- **Task 1**:
In the article, copy the passage from "Body & Temperament." up to and including "University's medical school.", replacing "Barnard" with "Vassar".
- **Task 2**:
Translate this sentence from the article into Spanish: "He impounded the 852 negatives, locked them up and suspended all photographing."

- **Text**:
..............................

Monday, Sep. 25, 1950
Revolt at Washington
The physical examination of freshmen coeds at the University of Washington early last week seemed to be proceeding quite as usual. The girls answered questions, had their blood pressures taken, got weighed, thumped and Xrayed. Then came a procedure that took some of the girls by surprise. One by one, they were ushered into a private room. There, as they stood naked before a camera, a woman attendant took three full-length photographs--front, back and profile. In the rush, attendants did not have time to explain to everyone what all the photographing was for.
Later, some girls began to wonder. They told their parents, and the parents began wondering too. Why were the nude pictures taken and what would become of them? By midweek, angry parents had swamped the office of President Raymond B. Allen with protests.
President Allen acted with dispatch. He impounded the 852 negatives, locked them up and suspended all photographing. But he was not in time to silence the howls. Newspapers picked up the story, splashed it into headlines (NUDE POSING OF COEDS RISES STORM . . .). To a good many readers, the whole affair sounded like some sort of campus peep show.
Body & Temperament. Actually, there was a longer explanation. As the week passed, other colleges and universities, including Barnard, Smith and Harvard, acknowledged that they also took such photographs, and that some of them had been doing so for 20 years as part of the work of the physical education department. Most schools said they used the photos to point up posture defects to the student himself. Others--with the University of Washington planning to participate this year--turned the pictures over to Psychologist William H. Sheldon, 50, of Columbia University's medical school.
Psychologist Sheldon (TIME, July 15, 1940) has never made any mystery of what he was up to: for 25 years he has been studying the relationship, if any, between physique and temperament. Though they probably never knew it, thousands of students from at least 30 colleges and universities have been duly classified as endomorphs (round, soft, usually physically weak), mesomorphs (square, hard, unusually rugged), ectomorphs (fragile, spindly, stringy), or a combination of types. He has written three books on his findings, has two more in the works.

..............................

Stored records

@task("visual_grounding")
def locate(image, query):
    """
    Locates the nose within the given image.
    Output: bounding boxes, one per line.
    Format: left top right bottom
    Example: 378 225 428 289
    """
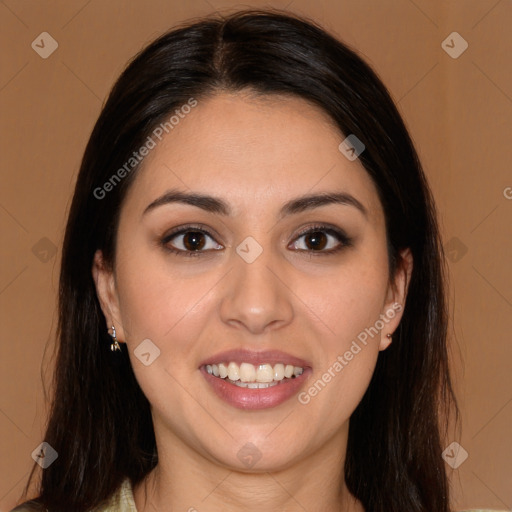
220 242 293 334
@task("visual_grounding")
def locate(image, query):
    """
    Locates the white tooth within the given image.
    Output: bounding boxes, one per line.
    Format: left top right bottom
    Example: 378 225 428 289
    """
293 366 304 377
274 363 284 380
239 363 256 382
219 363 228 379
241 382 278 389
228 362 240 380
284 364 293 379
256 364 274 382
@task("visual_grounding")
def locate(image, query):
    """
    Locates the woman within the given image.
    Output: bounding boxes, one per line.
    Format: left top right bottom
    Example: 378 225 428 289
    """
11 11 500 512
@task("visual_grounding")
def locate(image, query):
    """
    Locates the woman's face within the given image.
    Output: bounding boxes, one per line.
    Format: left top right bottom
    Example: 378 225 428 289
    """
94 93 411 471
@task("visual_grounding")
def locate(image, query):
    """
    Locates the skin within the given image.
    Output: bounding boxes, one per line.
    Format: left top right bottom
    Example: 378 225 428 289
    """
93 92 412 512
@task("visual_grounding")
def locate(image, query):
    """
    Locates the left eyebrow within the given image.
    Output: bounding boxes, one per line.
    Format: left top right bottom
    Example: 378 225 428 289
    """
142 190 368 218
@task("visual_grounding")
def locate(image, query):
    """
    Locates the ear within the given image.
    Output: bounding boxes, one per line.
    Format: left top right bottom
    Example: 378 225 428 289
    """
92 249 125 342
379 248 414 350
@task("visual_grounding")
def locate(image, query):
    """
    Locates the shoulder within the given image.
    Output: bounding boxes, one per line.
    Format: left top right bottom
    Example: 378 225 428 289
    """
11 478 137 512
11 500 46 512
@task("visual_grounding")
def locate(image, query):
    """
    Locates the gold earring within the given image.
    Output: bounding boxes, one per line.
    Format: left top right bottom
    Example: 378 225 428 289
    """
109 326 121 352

..............................

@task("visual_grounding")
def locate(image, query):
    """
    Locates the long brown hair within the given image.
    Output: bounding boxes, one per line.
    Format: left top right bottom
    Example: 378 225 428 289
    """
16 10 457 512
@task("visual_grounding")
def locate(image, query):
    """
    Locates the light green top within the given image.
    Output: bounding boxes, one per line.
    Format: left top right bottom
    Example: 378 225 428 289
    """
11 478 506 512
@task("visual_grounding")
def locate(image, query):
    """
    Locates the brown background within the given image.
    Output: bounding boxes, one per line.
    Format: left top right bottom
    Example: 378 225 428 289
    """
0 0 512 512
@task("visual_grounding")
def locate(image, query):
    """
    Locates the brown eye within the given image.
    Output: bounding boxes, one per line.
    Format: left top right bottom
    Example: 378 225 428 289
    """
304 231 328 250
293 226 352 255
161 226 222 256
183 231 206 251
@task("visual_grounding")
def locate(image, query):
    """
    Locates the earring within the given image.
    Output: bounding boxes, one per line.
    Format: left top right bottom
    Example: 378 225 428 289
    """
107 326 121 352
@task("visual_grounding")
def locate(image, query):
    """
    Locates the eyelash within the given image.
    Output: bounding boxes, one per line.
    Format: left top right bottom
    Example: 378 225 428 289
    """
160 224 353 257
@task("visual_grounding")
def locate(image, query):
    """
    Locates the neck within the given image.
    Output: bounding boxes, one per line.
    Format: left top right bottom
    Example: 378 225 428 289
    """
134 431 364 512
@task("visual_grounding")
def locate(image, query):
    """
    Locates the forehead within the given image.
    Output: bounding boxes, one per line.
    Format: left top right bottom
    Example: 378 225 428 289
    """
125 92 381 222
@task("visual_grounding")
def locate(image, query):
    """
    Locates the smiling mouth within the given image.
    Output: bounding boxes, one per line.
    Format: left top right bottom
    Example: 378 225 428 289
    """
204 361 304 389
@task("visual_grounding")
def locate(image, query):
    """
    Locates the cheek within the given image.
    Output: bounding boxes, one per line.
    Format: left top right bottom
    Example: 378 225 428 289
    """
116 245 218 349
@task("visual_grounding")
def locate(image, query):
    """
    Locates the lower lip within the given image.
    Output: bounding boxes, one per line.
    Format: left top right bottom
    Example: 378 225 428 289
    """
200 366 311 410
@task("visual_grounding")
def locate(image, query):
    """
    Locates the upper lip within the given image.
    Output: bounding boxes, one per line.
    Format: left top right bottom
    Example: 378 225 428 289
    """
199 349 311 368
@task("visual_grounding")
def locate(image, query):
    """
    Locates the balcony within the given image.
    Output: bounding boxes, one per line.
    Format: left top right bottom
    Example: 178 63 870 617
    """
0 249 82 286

..............................

- **Written solution 1**:
Body & Temperament. Actually, there was a longer explanation. As the week passed, other colleges and universities, including Vassar, Smith and Harvard, acknowledged that they also took such photographs, and that some of them had been doing so for 20 years as part of the work of the physical education department. Most schools said they used the photos to point up posture defects to the student himself. Others--with the University of Washington planning to participate this year--turned the pictures over to Psychologist William H. Sheldon, 50, of Columbia University's medical school.

- **Written solution 2**:
Confiscó los 852 negativos, los guardó bajo llave y suspendió toda toma de fotografías.